▶ [Stated problem]:
An exact copy of every record is needed.

▶ [Supplied material]:

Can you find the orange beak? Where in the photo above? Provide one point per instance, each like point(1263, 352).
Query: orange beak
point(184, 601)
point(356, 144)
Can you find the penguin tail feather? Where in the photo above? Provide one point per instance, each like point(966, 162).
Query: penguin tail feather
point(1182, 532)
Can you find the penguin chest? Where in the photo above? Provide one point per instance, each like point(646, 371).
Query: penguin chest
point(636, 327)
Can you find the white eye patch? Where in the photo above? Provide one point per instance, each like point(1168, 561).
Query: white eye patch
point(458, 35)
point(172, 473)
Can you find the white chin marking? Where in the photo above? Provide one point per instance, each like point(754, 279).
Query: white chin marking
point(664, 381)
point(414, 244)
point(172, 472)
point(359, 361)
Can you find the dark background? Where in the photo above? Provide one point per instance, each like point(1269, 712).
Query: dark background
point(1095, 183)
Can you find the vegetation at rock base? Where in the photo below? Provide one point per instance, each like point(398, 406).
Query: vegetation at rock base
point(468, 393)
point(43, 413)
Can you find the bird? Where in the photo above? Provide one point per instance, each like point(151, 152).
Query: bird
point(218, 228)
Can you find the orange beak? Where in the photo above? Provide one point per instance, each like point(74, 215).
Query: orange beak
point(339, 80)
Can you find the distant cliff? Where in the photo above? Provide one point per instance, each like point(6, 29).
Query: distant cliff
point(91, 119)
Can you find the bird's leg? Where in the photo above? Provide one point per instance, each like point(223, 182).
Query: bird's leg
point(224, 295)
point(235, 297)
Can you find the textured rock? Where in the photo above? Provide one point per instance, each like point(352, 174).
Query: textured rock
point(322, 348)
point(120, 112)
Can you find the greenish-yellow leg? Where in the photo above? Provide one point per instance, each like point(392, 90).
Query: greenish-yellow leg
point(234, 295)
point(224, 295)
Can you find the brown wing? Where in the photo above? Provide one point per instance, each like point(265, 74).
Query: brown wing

▶ [Task response]:
Can you find the orange beak? Where in the photo above? Provide one point per instance, each like point(1263, 352).
Query: orange beak
point(184, 601)
point(356, 144)
Can you find the penguin tail feather? Where in the photo above? Provide one point per instance, each like point(966, 162).
Query: penguin tail feather
point(1182, 532)
Can you find the penguin chest? Where in the photo above? Provide one point per instance, each like point(646, 371).
Query: penguin chest
point(636, 327)
Can you find the white eye patch? Where in the photo above? Provide one point per instance, each like point(1168, 561).
Query: white eye patch
point(458, 35)
point(172, 473)
Can you find the white chin marking? Where in the photo above? Provide one point per instance, each like point(754, 279).
Query: white chin marking
point(664, 381)
point(414, 244)
point(172, 472)
point(359, 361)
Can you find the dark background? Where in the photo above? Provide one point per instance, each like point(1269, 712).
Query: dark background
point(1095, 183)
Can you find the vegetation at rock base? Where in the photo below? Provide one point per instance, each like point(398, 406).
Query: vegetation at rock base
point(468, 393)
point(43, 413)
Can you find the bird? Where in the photo above? Provide one point per instance, each like point(151, 152).
Query: bird
point(218, 228)
Can you find the orange beak? Where in the photo above? Provide one point per instance, each like point(74, 215).
Query: orange beak
point(339, 80)
Can you find the distant cliff? Where in the photo above? Provide one point per instance, each like point(6, 29).
Query: distant cliff
point(91, 119)
Can you find the bird's leg? Where in the photo above? Provide one point per instance, each like point(223, 182).
Query: bird's leg
point(224, 295)
point(235, 297)
Can you find the textured rock? Where in the photo above? Provide one point per instance, each like point(352, 174).
Query: textured rock
point(322, 348)
point(120, 112)
Can you find the greenish-yellow leg? Where in the photo above? Provide one point per instance, each like point(392, 90).
Query: greenish-yellow leg
point(234, 295)
point(224, 295)
Can you find the brown wing? Where in the photo above? Provide one point per instance, each like point(265, 74).
Query: brown wing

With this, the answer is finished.